Can you lay out all of the data below as a two-column CSV headed instruction and points, with one row for each instruction and its answer, every value in quotes and any line breaks replaced by spaces?

***** SUPPLIED RECORDS

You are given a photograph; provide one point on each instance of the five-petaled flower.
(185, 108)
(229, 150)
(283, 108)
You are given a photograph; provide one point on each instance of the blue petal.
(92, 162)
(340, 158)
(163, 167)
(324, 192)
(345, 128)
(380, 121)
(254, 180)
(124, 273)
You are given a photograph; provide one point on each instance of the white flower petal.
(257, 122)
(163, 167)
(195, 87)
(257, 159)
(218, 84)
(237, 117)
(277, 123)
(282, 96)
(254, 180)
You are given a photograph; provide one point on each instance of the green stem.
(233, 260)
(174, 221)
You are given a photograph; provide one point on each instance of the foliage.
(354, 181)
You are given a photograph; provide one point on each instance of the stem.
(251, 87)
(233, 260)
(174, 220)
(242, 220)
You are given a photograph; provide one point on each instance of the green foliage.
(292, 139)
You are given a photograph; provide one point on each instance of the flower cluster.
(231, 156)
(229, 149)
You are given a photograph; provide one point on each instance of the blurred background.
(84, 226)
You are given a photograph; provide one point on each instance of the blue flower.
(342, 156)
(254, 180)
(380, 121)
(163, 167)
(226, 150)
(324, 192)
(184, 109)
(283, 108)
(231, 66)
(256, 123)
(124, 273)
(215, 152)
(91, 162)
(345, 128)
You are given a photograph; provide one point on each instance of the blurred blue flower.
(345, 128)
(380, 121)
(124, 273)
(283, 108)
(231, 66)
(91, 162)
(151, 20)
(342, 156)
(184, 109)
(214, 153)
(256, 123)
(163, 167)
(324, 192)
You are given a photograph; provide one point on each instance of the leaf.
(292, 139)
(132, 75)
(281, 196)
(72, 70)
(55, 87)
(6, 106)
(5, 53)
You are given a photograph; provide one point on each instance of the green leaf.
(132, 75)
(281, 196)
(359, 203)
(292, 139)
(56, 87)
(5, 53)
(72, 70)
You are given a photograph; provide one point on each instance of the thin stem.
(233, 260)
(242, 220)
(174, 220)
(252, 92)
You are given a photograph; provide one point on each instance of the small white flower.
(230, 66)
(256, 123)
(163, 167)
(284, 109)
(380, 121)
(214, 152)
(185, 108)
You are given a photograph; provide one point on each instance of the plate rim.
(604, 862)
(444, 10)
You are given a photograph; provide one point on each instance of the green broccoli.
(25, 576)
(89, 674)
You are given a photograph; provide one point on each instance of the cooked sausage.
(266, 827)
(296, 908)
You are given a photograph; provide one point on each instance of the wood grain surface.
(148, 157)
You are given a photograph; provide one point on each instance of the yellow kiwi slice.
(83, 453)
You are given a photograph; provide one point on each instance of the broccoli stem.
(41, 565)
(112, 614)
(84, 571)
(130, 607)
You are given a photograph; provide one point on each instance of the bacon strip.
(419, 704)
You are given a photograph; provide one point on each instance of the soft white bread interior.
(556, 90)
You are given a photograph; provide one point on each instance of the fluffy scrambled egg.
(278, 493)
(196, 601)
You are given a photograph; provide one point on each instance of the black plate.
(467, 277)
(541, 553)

**********

→ **OUTPUT BELOW**:
instruction,points
"You are given a photograph; provide one point on each instance of the five-petaled flower.","(185, 108) (229, 150) (283, 108)"
"You are given a photograph; provide one point on each instance of the blue petal.","(92, 162) (340, 158) (163, 167) (324, 192) (345, 128) (380, 121) (254, 180) (124, 273)"
"You are given a photograph; provide one point on each instance of the white flower petal.","(257, 122) (163, 167) (195, 87) (257, 159) (218, 84) (237, 117) (277, 123) (282, 96) (254, 180)"
"You are given a photograph; provide one point on each instance of the green stem.","(233, 260) (174, 221)"
"You are given a photograph; provide one point on each instance of the foliage.","(354, 181)"
"You are given a photograph; provide one point on each instance of the stem.","(251, 87) (233, 260) (174, 220) (242, 220)"
"You are given a photograph; provide one point on each instance of the green foliage.","(292, 139)"
"You are given a photograph; provide one point on each instance of the flower cluster.","(231, 156) (229, 149)"
"You are given a photograph; provide one point on each instance of the blurred background.","(84, 226)"
"You are given a photograph; provide one point on each instance of the blue flower.","(342, 156) (254, 180) (380, 121) (163, 167) (226, 150) (324, 192) (184, 109) (283, 108) (231, 66) (256, 123) (124, 273) (215, 152) (91, 162) (345, 128)"
"You are given a photograph; provide one point on each instance of the blurred blue flower.","(345, 128) (380, 121) (124, 273) (283, 108) (231, 66) (91, 162) (151, 20) (342, 156) (184, 109) (214, 153) (256, 123) (163, 167) (324, 192)"
"You are given a photograph; provide one point on each instance of the leaf.","(292, 139) (132, 75) (281, 196) (72, 70) (55, 87) (6, 106) (5, 53)"
"You are given a photograph; provide one point on each instance of the green leaf.","(132, 75) (281, 196) (359, 203) (292, 139) (56, 87) (5, 53) (72, 70)"
"You are given a photograph; provide one point on each instance of the thin stem.","(233, 260) (242, 220) (174, 220) (252, 92)"
"You are given a photograph; provide one point on each instance of the small white flower.","(230, 66) (256, 123) (163, 167) (284, 109) (380, 121) (214, 152) (185, 108)"
"You are given a photograph; provide one point on each instance of the plate rim.","(604, 862) (444, 10)"
"You are given a photograph; provide one point on each instance of the green broccoli.","(25, 576) (89, 674)"
"You are given a photograph; provide one point on each instance of the cooked sausage.","(266, 827) (296, 908)"
"You are given a photograph; provide one point on each instance of the wood grain surface.","(148, 157)"
"You are given a photograph; provide one point on each instance of the yellow kiwi slice.","(83, 453)"
"You are given a photograph; provide one point on each instance of the broccoli stem.","(41, 565) (112, 614) (84, 571) (130, 607)"
"You are given a photograph; provide one point on each instance of the bacon strip.","(419, 704)"
"You are given a photograph; provide one point on each instance of the soft white bread interior.","(556, 90)"
"You are given a photograph; provide one point on each instance of the fluffy scrambled egg.","(278, 493) (196, 601)"
"You are given a photograph; provide one point on each instance of the black plate.","(467, 277) (541, 553)"